# Your task
Reproduce verbatim only the lines from the one containing "Place one point per instance of the brick wall." through the last line below, both included.

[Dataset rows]
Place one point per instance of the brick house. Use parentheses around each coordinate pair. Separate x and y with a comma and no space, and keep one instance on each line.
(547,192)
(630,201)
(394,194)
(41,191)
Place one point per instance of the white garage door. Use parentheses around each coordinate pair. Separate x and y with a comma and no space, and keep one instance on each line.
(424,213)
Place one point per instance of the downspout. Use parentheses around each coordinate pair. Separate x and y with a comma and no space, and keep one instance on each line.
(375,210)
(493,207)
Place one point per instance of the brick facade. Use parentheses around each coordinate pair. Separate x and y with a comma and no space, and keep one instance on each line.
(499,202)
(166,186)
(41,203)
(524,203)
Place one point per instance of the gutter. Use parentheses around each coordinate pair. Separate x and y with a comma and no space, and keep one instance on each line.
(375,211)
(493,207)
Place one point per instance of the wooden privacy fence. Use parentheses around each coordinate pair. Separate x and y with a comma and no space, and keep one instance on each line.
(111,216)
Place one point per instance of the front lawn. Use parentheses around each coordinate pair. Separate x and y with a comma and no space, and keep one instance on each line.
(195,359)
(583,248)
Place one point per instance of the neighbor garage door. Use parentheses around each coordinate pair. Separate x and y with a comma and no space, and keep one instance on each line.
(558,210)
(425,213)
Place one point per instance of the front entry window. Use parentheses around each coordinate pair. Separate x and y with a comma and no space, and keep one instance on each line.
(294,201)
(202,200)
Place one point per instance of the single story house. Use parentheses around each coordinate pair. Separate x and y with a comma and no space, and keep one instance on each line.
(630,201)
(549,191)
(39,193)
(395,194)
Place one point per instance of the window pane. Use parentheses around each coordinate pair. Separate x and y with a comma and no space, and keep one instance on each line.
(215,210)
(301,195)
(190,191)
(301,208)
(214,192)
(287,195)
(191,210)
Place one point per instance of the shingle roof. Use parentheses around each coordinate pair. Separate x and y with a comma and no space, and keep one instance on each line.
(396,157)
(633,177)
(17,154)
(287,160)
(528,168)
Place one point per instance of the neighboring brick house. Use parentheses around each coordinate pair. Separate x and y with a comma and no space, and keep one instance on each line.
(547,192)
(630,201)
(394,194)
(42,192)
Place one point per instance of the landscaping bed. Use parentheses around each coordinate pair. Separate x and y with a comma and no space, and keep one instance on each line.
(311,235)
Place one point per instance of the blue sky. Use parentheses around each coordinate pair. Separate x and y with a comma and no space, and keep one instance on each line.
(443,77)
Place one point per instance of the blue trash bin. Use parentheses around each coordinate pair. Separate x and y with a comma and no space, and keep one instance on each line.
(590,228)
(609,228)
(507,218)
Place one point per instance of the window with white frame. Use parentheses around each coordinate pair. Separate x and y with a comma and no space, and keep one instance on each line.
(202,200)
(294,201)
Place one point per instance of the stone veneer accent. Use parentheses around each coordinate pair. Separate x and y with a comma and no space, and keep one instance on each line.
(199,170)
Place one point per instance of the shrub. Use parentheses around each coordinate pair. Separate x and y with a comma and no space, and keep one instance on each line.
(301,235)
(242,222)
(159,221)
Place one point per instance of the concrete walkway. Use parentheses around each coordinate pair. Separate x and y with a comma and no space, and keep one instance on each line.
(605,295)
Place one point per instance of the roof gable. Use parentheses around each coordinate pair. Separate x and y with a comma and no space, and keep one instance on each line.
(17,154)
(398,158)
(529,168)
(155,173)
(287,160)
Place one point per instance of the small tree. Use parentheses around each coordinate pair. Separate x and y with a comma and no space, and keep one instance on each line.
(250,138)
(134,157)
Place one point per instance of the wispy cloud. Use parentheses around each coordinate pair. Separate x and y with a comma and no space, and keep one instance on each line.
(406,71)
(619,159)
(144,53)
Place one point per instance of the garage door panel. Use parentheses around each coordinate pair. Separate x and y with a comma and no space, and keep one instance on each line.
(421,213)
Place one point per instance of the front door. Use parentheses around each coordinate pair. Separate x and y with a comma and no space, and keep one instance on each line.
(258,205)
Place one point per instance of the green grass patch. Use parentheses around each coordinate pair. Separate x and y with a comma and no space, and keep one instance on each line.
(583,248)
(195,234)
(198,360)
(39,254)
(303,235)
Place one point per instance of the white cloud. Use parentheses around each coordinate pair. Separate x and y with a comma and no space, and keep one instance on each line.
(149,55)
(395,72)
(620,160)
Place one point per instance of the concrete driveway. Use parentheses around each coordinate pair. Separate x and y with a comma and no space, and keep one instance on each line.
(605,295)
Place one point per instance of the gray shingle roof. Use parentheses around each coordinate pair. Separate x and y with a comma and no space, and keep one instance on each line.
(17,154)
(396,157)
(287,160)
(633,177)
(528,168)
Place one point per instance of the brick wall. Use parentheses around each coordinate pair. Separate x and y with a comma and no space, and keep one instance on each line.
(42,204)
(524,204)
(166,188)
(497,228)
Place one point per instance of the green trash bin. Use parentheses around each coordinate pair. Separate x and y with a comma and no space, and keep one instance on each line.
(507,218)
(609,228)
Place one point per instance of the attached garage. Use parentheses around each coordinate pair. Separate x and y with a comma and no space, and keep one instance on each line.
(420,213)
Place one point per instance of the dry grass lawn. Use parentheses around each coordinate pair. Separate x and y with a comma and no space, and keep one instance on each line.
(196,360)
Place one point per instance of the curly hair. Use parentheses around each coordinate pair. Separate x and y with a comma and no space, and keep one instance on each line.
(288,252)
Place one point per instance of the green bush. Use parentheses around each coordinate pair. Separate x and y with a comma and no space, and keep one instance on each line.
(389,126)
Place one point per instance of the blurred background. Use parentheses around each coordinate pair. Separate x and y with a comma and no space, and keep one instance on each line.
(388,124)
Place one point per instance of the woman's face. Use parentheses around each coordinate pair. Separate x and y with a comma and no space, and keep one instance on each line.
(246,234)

# Answer for this exercise
Place one point per instance of the brick wall. Use parentheses around each coordinate pair. Separate x and y with a comma and no space, and keep one instance on each line.
(42,204)
(524,204)
(166,188)
(497,228)
Place one point per instance of the green trash bin. Use parentheses around each coordinate pair. Separate x and y with a comma and no space, and keep one instance on each line.
(507,218)
(609,228)
Place one point per instance of the attached garage. Use parentheses around each coordinate pair. Separate x and y with a comma and no space, and keep one instance on each line.
(420,213)
Place one point per instance of the dry grass lawn. Use parentheses around each coordinate pair. Separate x and y with a comma and no space, and keep one instance on each line.
(196,360)
Place one point per instance of the curly hair. Use parentheses around each coordinate pair. Separate x and y with a comma and no space, and keep one instance on each line.
(288,252)
Place one point per instance of the green bush. Use parentheses around each coordinate pair. Separate x and y with a comma and no space, and keep one instance on each line.
(389,126)
Place one point per instance of the blurred background. Use parentheses around each coordinate pair. Separate x and y with a comma and no space, and keep one instance on each line.
(388,124)
Place one point per instance of the woman's face. Use parentheses around each coordinate pair. Separate x and y with a comma and no space, and keep one instance on each line.
(246,234)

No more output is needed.